◆ **DIRECTION**
From the listing below, collect and copy out every line that contains the word "sculpture".

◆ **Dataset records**
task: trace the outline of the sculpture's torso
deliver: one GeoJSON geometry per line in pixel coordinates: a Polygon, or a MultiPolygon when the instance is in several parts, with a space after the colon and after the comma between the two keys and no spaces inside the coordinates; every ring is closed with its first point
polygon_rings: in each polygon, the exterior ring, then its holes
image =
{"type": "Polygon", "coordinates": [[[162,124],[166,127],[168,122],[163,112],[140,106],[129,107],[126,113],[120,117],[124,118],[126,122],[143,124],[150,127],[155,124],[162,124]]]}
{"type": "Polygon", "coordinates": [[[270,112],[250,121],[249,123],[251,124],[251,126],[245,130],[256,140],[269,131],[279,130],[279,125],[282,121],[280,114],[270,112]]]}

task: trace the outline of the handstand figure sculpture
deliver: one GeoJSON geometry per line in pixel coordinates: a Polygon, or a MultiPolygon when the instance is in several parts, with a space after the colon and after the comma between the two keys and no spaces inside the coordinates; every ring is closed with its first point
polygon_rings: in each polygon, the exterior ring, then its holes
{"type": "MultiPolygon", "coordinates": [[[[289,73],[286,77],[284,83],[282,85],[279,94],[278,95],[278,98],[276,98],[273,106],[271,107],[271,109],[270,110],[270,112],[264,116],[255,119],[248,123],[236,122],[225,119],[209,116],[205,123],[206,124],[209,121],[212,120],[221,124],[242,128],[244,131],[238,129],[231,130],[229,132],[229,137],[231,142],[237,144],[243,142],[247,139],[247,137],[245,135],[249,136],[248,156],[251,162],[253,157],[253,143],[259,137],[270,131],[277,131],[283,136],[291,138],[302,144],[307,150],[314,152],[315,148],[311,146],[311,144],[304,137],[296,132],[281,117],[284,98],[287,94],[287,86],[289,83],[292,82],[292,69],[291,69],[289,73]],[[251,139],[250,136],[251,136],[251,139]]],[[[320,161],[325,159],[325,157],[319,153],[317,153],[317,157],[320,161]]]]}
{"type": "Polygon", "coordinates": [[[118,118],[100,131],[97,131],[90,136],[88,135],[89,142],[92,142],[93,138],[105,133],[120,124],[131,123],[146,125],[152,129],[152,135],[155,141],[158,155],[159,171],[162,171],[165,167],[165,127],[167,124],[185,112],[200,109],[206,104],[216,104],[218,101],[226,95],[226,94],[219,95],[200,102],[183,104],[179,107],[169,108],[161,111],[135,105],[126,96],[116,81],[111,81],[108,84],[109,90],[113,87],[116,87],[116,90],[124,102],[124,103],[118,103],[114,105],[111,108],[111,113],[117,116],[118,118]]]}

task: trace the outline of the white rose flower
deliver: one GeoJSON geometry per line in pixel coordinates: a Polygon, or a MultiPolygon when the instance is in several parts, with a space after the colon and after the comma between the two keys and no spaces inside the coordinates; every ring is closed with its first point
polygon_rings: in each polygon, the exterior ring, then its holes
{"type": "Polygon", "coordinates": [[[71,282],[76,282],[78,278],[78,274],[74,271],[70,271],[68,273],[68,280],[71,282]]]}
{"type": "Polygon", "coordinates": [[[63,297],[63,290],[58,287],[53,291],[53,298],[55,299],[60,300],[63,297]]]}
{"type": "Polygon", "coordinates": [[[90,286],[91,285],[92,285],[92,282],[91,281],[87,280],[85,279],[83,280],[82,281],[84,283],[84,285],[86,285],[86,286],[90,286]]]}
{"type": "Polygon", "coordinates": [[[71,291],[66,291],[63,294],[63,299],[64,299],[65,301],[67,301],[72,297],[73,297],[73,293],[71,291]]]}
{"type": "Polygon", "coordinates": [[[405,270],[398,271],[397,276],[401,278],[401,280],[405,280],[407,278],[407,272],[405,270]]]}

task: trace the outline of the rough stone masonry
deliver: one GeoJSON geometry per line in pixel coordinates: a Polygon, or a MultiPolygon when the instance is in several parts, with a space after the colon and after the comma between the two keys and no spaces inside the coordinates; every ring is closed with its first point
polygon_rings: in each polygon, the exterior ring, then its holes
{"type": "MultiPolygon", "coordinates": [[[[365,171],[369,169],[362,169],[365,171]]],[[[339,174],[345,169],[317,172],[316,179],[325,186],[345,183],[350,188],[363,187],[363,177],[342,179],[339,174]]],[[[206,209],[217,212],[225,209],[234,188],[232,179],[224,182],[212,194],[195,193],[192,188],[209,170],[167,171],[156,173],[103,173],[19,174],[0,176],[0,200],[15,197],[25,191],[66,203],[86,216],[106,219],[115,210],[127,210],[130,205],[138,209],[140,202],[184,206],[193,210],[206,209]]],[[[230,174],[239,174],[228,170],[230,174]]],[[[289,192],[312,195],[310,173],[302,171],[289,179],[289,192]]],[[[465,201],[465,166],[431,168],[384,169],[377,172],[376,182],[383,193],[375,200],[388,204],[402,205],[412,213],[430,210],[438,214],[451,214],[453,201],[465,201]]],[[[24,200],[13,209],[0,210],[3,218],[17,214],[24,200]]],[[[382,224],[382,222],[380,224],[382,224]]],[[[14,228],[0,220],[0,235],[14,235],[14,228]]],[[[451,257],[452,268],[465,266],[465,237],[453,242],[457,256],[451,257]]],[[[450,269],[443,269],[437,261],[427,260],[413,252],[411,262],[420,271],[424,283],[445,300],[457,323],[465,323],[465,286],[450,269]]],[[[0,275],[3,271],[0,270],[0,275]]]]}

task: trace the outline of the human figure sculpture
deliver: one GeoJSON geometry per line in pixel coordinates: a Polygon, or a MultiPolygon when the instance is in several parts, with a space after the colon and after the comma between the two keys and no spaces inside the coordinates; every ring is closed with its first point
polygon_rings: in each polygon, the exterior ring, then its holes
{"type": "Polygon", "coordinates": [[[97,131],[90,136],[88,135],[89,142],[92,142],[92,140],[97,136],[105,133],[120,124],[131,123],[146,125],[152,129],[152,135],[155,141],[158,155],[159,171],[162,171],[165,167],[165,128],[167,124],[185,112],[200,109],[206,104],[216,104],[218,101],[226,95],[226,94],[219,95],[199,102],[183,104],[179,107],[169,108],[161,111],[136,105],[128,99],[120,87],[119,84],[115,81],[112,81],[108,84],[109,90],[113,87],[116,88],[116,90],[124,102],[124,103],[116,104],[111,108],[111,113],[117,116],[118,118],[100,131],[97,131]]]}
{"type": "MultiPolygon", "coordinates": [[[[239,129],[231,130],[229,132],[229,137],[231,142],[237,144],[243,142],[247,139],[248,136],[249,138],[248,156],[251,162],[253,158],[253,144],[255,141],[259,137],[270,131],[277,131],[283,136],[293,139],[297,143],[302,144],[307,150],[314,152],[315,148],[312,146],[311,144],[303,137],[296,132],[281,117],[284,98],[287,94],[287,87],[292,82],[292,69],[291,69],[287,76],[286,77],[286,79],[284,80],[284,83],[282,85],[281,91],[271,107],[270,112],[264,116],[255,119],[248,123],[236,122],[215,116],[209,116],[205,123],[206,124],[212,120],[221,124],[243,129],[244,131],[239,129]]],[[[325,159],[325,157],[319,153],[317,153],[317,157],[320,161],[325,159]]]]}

◆ **IN RESPONSE**
task: trace the outline of the sculpture's torso
task: trace the outline of the handstand figure sculpture
task: trace the outline of the human figure sculpture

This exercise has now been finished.